[START Data to process]

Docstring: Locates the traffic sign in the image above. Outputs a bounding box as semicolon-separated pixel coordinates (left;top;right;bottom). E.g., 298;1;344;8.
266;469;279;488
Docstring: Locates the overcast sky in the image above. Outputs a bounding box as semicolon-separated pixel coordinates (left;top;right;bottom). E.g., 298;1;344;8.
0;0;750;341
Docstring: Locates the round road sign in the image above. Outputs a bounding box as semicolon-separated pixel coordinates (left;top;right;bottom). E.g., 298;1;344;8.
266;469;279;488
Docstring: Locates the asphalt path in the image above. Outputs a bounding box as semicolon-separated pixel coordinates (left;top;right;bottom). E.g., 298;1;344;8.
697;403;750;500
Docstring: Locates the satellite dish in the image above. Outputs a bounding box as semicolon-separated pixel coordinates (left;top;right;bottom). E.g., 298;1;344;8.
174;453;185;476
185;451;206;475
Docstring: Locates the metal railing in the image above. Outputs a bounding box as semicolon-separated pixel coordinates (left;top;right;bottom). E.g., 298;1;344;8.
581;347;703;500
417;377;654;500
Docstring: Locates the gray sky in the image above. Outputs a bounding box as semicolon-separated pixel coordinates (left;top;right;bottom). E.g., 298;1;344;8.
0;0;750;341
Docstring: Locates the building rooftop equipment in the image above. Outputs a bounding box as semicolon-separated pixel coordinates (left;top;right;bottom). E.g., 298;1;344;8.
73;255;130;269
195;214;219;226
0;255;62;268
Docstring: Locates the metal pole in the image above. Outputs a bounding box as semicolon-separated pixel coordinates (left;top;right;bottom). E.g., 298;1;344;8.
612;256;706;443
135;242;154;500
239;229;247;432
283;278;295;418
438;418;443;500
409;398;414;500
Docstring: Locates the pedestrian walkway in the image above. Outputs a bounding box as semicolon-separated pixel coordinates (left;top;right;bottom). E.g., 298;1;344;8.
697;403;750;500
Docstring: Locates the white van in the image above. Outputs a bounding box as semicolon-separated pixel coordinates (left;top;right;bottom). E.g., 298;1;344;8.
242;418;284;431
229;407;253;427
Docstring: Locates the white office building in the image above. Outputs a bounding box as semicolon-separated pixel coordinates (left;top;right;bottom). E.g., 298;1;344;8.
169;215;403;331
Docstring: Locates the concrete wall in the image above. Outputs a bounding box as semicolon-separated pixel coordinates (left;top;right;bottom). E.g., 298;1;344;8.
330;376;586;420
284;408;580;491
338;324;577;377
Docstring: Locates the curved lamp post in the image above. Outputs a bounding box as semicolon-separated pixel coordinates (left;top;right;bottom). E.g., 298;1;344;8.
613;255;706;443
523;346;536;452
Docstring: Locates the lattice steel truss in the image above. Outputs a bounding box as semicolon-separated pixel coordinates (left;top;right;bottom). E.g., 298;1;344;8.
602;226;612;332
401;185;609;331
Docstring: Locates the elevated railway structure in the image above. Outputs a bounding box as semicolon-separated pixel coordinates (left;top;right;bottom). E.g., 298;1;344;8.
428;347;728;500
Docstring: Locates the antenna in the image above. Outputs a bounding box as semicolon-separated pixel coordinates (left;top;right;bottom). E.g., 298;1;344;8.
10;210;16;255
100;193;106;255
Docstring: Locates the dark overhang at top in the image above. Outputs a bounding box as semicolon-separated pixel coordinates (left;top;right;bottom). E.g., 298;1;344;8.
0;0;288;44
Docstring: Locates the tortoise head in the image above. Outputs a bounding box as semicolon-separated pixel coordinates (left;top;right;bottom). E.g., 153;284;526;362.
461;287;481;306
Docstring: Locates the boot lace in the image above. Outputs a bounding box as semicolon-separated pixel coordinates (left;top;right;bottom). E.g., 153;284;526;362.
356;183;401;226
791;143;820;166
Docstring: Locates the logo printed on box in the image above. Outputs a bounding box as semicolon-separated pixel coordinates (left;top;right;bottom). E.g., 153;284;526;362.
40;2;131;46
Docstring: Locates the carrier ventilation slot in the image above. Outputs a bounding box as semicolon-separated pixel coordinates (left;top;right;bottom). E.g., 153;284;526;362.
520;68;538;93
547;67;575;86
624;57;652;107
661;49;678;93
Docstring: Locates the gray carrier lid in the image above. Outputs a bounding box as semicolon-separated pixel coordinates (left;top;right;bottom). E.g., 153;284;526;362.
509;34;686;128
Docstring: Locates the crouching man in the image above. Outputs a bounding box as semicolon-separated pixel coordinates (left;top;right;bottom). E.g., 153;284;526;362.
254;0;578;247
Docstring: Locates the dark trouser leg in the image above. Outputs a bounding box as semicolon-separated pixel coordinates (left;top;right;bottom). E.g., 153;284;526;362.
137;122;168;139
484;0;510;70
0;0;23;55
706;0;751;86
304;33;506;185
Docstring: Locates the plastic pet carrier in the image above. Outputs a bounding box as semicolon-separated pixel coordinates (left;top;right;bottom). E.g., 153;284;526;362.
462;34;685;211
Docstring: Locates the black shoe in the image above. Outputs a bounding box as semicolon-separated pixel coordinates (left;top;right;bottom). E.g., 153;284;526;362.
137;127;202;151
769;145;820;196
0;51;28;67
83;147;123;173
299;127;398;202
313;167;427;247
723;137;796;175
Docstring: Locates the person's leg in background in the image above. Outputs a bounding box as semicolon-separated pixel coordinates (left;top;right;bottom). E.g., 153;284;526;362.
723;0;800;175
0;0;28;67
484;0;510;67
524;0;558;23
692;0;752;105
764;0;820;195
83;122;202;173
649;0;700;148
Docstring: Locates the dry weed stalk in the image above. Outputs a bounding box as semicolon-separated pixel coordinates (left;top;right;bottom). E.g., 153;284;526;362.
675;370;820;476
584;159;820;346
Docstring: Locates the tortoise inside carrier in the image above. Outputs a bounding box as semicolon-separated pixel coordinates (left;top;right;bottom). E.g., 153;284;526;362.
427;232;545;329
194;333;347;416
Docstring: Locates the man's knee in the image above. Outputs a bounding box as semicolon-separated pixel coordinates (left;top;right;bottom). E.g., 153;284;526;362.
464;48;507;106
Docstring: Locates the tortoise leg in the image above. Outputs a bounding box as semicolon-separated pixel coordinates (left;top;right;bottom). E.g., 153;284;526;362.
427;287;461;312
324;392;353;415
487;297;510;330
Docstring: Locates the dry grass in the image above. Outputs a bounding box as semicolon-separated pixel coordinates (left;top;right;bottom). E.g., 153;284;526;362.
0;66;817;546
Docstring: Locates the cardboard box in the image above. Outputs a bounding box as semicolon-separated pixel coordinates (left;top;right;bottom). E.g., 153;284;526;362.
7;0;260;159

[END Data to process]
[START Data to process]

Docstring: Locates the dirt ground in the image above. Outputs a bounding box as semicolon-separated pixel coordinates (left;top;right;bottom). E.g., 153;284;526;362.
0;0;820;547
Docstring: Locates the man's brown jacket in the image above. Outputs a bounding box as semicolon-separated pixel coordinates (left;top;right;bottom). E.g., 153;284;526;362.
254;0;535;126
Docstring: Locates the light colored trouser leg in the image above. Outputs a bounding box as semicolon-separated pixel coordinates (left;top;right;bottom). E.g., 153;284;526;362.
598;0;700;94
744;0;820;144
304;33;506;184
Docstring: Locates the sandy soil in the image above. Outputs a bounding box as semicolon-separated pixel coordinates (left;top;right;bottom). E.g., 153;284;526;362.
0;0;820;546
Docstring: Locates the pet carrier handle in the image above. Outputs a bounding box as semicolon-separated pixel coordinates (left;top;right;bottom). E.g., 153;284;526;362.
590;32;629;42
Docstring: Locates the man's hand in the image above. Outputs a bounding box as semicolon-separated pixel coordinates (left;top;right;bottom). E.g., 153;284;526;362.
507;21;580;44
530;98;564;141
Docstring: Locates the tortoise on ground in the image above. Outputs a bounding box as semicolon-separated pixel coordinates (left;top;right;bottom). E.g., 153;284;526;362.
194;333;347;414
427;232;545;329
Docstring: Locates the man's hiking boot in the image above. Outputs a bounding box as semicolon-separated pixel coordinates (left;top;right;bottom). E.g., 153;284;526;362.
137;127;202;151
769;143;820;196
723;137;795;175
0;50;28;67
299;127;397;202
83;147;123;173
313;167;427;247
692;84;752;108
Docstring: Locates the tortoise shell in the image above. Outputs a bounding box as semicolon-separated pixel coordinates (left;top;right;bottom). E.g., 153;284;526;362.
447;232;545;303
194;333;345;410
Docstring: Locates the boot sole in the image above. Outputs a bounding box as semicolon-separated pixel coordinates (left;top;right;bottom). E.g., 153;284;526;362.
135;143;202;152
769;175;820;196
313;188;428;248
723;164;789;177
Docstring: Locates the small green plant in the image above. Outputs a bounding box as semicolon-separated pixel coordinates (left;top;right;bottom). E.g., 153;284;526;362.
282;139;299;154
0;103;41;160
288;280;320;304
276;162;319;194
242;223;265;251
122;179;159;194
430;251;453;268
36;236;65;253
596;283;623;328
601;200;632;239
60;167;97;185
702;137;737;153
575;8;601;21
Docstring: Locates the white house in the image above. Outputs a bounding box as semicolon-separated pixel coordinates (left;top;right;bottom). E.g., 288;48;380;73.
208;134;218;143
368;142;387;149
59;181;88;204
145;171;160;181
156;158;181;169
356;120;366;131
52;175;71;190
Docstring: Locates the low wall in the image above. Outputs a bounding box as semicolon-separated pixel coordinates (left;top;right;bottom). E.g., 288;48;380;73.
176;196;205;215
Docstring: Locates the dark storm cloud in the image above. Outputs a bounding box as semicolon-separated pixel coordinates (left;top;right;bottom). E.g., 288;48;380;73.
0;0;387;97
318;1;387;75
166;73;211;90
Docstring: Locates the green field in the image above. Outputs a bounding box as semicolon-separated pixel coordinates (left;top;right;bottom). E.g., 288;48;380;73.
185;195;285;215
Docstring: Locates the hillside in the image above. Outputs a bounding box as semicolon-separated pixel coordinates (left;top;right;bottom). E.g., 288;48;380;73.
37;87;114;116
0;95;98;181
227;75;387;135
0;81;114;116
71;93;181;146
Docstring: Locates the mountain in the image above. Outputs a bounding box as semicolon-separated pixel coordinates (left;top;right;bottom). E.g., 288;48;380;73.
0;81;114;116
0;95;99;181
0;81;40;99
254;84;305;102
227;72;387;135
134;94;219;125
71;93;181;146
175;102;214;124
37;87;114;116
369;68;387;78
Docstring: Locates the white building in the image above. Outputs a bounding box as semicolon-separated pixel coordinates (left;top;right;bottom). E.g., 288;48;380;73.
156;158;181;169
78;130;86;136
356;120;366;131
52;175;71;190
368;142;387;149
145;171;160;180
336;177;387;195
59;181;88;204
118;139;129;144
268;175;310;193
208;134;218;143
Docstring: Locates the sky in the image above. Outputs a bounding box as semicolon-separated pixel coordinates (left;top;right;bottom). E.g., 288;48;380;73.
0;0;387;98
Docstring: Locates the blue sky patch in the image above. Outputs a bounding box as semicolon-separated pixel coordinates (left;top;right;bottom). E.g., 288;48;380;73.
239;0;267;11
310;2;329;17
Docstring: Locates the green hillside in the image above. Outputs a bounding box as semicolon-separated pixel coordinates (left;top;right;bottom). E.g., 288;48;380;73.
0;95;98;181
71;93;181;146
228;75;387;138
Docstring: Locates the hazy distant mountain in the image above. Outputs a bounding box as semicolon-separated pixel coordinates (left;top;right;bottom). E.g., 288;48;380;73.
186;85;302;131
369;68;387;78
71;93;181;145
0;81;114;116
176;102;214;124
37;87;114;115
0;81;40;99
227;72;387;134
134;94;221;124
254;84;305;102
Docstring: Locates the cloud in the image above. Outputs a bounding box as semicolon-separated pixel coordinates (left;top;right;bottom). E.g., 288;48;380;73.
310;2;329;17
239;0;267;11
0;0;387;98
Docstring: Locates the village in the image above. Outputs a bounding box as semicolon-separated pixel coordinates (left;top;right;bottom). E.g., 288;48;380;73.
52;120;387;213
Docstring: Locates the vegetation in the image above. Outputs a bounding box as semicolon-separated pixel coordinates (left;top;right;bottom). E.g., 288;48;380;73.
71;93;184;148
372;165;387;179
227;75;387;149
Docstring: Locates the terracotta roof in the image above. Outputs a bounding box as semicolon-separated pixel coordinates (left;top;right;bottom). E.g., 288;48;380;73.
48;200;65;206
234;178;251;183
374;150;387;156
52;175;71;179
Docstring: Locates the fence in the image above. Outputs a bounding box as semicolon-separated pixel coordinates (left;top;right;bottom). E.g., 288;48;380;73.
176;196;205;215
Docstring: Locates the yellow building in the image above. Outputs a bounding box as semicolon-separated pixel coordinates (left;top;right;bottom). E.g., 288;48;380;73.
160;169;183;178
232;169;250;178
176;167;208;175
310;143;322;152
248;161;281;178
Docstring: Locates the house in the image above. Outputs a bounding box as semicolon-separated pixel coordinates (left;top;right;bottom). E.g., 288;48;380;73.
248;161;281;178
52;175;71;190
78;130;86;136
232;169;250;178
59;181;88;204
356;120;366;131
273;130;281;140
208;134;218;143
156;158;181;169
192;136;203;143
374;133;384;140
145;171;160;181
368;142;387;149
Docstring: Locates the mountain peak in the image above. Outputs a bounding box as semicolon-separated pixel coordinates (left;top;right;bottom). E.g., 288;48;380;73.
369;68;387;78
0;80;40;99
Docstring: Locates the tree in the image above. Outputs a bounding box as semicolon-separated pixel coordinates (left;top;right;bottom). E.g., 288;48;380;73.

[END Data to process]

Directions for this task:
Can you reproduce, word for word, the stretch of material from the line that contains "Docstring: Locates the dark overhang" through the line that contains "461;287;481;306"?

Solution to this exercise:
Docstring: Locates the dark overhang at top in the image above. Outputs a bounding box as semicolon-separated pixel coordinates (left;top;right;bottom). E.g., 298;1;344;8.
0;0;288;44
Docstring: Locates the tortoise head in the image above. Outputs a bounding box as semicolon-separated pixel coordinates (left;top;right;bottom). E.g., 153;284;526;362.
461;287;481;306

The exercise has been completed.